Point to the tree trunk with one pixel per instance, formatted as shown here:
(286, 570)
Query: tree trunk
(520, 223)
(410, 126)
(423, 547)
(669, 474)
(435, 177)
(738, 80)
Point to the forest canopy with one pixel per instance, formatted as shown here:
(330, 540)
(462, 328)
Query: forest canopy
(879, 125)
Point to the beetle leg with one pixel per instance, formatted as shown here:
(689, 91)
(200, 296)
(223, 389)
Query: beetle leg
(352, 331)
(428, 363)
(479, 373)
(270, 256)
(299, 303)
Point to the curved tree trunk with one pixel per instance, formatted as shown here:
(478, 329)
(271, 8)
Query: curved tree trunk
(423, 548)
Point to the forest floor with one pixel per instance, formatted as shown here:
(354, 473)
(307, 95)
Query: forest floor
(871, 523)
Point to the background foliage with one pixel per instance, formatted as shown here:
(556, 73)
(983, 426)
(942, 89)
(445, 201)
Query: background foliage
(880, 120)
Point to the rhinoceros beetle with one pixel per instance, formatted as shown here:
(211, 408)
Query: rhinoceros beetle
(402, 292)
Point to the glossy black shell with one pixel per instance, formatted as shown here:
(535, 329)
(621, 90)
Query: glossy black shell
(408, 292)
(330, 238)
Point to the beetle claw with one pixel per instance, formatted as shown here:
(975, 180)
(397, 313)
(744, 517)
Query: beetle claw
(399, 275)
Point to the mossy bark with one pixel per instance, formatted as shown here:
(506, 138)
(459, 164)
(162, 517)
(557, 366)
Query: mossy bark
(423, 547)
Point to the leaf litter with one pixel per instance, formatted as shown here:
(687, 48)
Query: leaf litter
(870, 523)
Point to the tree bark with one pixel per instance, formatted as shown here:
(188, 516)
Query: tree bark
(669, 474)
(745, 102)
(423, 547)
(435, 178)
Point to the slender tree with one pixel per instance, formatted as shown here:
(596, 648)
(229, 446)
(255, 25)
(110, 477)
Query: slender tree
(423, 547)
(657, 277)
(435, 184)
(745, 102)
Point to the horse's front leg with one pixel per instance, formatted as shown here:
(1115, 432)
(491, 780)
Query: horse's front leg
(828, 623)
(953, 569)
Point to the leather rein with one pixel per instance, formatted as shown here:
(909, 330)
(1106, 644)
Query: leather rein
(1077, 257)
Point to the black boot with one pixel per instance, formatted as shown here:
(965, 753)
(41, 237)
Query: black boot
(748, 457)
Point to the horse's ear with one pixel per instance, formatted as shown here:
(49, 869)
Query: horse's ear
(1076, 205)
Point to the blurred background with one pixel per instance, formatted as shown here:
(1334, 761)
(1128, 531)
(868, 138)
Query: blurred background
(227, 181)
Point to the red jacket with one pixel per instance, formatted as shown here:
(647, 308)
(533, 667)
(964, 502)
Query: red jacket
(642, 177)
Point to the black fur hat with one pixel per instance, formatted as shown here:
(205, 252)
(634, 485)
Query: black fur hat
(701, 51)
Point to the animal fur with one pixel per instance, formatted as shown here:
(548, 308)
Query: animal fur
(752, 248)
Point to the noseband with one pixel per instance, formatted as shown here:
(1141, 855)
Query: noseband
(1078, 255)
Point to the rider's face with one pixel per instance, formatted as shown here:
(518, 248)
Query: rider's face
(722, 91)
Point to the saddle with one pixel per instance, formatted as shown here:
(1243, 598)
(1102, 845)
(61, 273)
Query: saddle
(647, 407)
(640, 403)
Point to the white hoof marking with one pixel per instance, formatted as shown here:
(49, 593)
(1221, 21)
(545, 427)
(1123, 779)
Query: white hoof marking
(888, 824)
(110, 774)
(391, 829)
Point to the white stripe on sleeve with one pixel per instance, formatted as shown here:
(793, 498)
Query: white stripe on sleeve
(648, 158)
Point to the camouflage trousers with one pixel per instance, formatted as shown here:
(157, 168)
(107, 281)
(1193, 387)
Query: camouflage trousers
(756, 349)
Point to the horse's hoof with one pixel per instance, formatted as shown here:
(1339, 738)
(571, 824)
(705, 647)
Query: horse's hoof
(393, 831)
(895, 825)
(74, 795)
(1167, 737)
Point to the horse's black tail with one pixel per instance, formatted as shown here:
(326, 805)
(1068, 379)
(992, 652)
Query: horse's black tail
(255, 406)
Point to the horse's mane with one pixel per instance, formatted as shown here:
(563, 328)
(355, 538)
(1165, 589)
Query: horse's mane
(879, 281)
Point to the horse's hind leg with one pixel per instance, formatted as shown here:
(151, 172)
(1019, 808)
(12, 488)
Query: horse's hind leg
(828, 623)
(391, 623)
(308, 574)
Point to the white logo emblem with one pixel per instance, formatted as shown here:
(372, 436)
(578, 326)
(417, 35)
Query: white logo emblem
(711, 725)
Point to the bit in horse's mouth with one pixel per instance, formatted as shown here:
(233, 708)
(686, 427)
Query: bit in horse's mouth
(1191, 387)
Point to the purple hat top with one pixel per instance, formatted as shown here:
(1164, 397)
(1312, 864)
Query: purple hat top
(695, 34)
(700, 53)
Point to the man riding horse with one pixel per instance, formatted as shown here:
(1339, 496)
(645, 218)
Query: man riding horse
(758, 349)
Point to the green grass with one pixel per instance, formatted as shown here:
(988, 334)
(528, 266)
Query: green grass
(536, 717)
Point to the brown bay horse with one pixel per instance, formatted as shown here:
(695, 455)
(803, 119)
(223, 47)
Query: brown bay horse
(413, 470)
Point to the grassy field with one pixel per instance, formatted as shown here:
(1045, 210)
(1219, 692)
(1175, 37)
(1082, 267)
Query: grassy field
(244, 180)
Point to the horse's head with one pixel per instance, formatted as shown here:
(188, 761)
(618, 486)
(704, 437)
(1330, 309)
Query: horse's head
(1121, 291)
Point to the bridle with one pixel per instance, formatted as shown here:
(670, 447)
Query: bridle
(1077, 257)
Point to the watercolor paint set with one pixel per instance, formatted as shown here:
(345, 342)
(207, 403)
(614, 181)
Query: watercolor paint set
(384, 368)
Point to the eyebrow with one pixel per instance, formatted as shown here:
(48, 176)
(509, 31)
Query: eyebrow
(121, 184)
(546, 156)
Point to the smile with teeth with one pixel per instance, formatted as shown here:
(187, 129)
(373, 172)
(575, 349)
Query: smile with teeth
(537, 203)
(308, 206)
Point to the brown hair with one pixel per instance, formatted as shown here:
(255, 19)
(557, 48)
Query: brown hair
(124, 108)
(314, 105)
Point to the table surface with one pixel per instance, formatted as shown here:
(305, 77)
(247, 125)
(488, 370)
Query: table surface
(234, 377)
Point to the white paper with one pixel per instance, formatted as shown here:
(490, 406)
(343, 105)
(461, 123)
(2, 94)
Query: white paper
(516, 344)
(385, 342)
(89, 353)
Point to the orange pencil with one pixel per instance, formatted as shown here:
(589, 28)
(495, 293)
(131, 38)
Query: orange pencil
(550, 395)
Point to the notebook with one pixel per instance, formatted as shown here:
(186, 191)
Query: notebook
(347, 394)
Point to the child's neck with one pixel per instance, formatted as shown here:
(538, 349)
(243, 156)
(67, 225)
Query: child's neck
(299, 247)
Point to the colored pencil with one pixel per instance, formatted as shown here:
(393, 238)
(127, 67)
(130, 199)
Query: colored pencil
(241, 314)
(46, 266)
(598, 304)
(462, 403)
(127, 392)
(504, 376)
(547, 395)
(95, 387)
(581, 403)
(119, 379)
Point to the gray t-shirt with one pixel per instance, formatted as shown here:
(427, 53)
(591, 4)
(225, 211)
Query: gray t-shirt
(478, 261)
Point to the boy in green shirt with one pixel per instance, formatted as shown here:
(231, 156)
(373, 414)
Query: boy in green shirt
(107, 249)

WORK ITEM →
What's required is that all of the material be returned exactly.

RESPONSE TO THIS EXERCISE →
Point to the tree trunk with one pixel per instance, formatted as shown here:
(286, 570)
Query: tree trunk
(520, 223)
(410, 126)
(423, 547)
(669, 474)
(435, 177)
(738, 80)
Point to the forest canopy with one pixel per instance, formatted as shown here:
(330, 540)
(462, 328)
Query: forest canopy
(879, 125)
Point to the beetle leg with one pixel per instance, formatted as shown here:
(689, 91)
(200, 296)
(223, 389)
Query: beetle leg
(352, 331)
(428, 363)
(479, 373)
(270, 256)
(299, 303)
Point to the curved tree trunk with one pixel per instance, formatted as shown here:
(478, 329)
(271, 8)
Query: curved tree trunk
(423, 548)
Point to the forest floor with one pixel per instance, formatted as shown here:
(354, 473)
(307, 95)
Query: forest floor
(871, 523)
Point to the background foliage with one pixel per instance, formatted as shown here:
(556, 73)
(983, 426)
(942, 89)
(445, 201)
Query: background foliage
(880, 120)
Point to the rhinoceros beetle with one pixel per instance, formatted as shown here:
(211, 408)
Query: rhinoceros beetle
(402, 292)
Point to the glossy black shell with one pixel per instance, formatted as shown here:
(535, 329)
(621, 90)
Query: glossy black shell
(408, 292)
(330, 238)
Point to the beetle claw with one pixel per instance, formatted as shown here:
(975, 180)
(397, 313)
(744, 517)
Query: beetle claw
(399, 275)
Point to the mossy bark with one pixel per instance, formatted as shown here:
(506, 138)
(459, 164)
(162, 517)
(557, 366)
Query: mossy bark
(423, 547)
Point to the leaf litter with one pixel per instance, formatted as shown here:
(687, 48)
Query: leaf litter
(870, 523)
Point to the tree bark with one pixel per instance, formatted as shown here:
(188, 516)
Query: tree bark
(669, 474)
(745, 102)
(423, 547)
(435, 178)
Point to the slender tree with one pixel per instance, formatted as shown here:
(596, 648)
(229, 446)
(255, 25)
(110, 477)
Query: slender tree
(423, 547)
(657, 277)
(435, 184)
(745, 102)
Point to the horse's front leg with one pixel per instance, formatted as shown here:
(1115, 432)
(491, 780)
Query: horse's front leg
(828, 623)
(953, 569)
Point to the leather rein with one pixel per instance, formatted as shown here:
(909, 330)
(1106, 644)
Query: leather rein
(1077, 257)
Point to the black boot with one pixel per instance, formatted as shown here:
(965, 753)
(41, 237)
Query: black boot
(748, 457)
Point to the horse's ear with one pixel per instance, formatted as shown here:
(49, 869)
Query: horse's ear
(1076, 205)
Point to the blurred background with one pixel per instance, formatted as shown here:
(1334, 761)
(1128, 531)
(868, 138)
Query: blurred background
(227, 181)
Point to the red jacket with one pixel per instance, formatted as shown here:
(647, 308)
(533, 667)
(964, 502)
Query: red jacket
(642, 177)
Point to the black fur hat with one pixel per instance, formatted as shown here:
(205, 252)
(634, 485)
Query: black fur hat
(701, 51)
Point to the animal fur with one pixel per instance, formatted as shown here:
(548, 308)
Query: animal fur
(752, 248)
Point to the noseband with one pixel per instance, formatted as shown here:
(1141, 855)
Query: noseband
(1078, 255)
Point to the rider's face with one pixel per instance, formatted as shown here:
(518, 248)
Query: rider's face
(722, 91)
Point to the saddle with one pixel per instance, formatted as shown here:
(1243, 598)
(1102, 845)
(61, 273)
Query: saddle
(647, 407)
(640, 403)
Point to the white hoof marking with one pixel per instance, formatted as shown here:
(49, 593)
(1221, 21)
(545, 427)
(1123, 779)
Query: white hoof marking
(888, 824)
(110, 774)
(391, 829)
Point to the white stripe on sleeve with one pixel per instance, formatted as shown here:
(793, 498)
Query: white stripe on sleeve
(648, 158)
Point to the camouflage trousers with one pixel per instance, formatted as shown here:
(157, 168)
(107, 281)
(1193, 387)
Query: camouflage trousers
(756, 349)
Point to the horse's hoof with one pixel per instance, formatted as shown here:
(1339, 738)
(571, 824)
(705, 647)
Query: horse's hoof
(393, 831)
(895, 825)
(74, 795)
(1167, 737)
Point to the horse's black tail with one pixel per instance, formatted as shown here:
(326, 805)
(1068, 379)
(992, 652)
Query: horse's black tail
(255, 406)
Point to the horse's mane with one pixel per instance, formatted as shown here:
(563, 328)
(355, 538)
(1165, 589)
Query: horse's mane
(879, 281)
Point to the horse's hind leg with one pixel per instance, formatted as shown here:
(151, 172)
(1019, 808)
(12, 488)
Query: horse's hind leg
(828, 623)
(391, 623)
(308, 574)
Point to the white logo emblem with one pixel per instance, formatted as shown here:
(372, 436)
(578, 326)
(417, 35)
Query: white logo emblem
(711, 725)
Point to the bit in horse's mouth with one pixel per instance, formatted as shown here:
(233, 708)
(686, 427)
Query: bit in horse's mouth
(1191, 387)
Point to the purple hat top with one pixel per instance, formatted as shown here:
(1164, 397)
(1312, 864)
Query: purple hat top
(695, 34)
(700, 53)
Point to the man riding horse with one pixel per instance, formatted as shown here:
(1339, 496)
(645, 218)
Query: man riding horse
(758, 349)
Point to the green grass with one pixel per instance, formatted as shown here:
(988, 334)
(528, 266)
Query: green grass
(536, 717)
Point to the brown bay horse with one pixel per instance, formatted as shown here:
(695, 455)
(803, 119)
(223, 47)
Query: brown bay horse
(413, 470)
Point to the grassy field with one pixel per instance, formatted as shown here:
(1045, 210)
(1219, 692)
(1175, 37)
(1082, 267)
Query: grassy field
(244, 180)
Point to the horse's head with one pixel per instance, formatted as shown here:
(188, 761)
(618, 486)
(704, 437)
(1330, 309)
Query: horse's head
(1121, 291)
Point to the bridle with one pixel per instance, formatted as shown here:
(670, 447)
Query: bridle
(1077, 257)
Point to the watercolor paint set with one pixel per instance, formatted as shown here:
(345, 342)
(207, 403)
(614, 181)
Query: watercolor paint set
(384, 368)
Point to the eyebrow with one pixel per instance, formatted as shown here:
(48, 176)
(509, 31)
Query: eyebrow
(121, 184)
(546, 156)
Point to the smile with teeth with one pixel per instance, formatted as shown here:
(187, 129)
(373, 172)
(575, 349)
Query: smile with teeth
(537, 203)
(308, 206)
Point to the brown hair with one pixel per instance, formatted as shown here:
(255, 19)
(557, 48)
Query: brown hair
(124, 108)
(314, 105)
Point to the table surface with one pixel per instance, formatted as shown here:
(305, 77)
(247, 125)
(488, 370)
Query: table surface
(234, 377)
Point to the white paper with one pixel per instance, formatted as shown here:
(490, 406)
(343, 105)
(461, 123)
(2, 94)
Query: white paper
(516, 344)
(385, 342)
(89, 353)
Point to the orange pencil with one pixel per instance, formatted as shown here:
(589, 28)
(495, 293)
(131, 38)
Query: orange pencil
(550, 395)
Point to the notebook with one pixel per instance, formatted as shown here:
(186, 191)
Query: notebook
(347, 394)
Point to the child's neck with one pixel per instance, formatted as shown here:
(538, 349)
(243, 156)
(67, 225)
Query: child's neck
(299, 247)
Point to the colored pencil with one pixel per instance, formatted as shown here:
(393, 238)
(127, 67)
(130, 199)
Query: colored pencil
(241, 314)
(46, 266)
(598, 304)
(462, 403)
(127, 392)
(504, 376)
(547, 395)
(95, 387)
(581, 403)
(119, 379)
Point to the gray t-shirt with one pixel per instance, formatted as shown here:
(427, 53)
(591, 4)
(225, 211)
Query: gray t-shirt
(478, 261)
Point to the boy in green shirt with one pixel per instance, formatted as shown here:
(231, 156)
(373, 414)
Query: boy in green shirt
(107, 249)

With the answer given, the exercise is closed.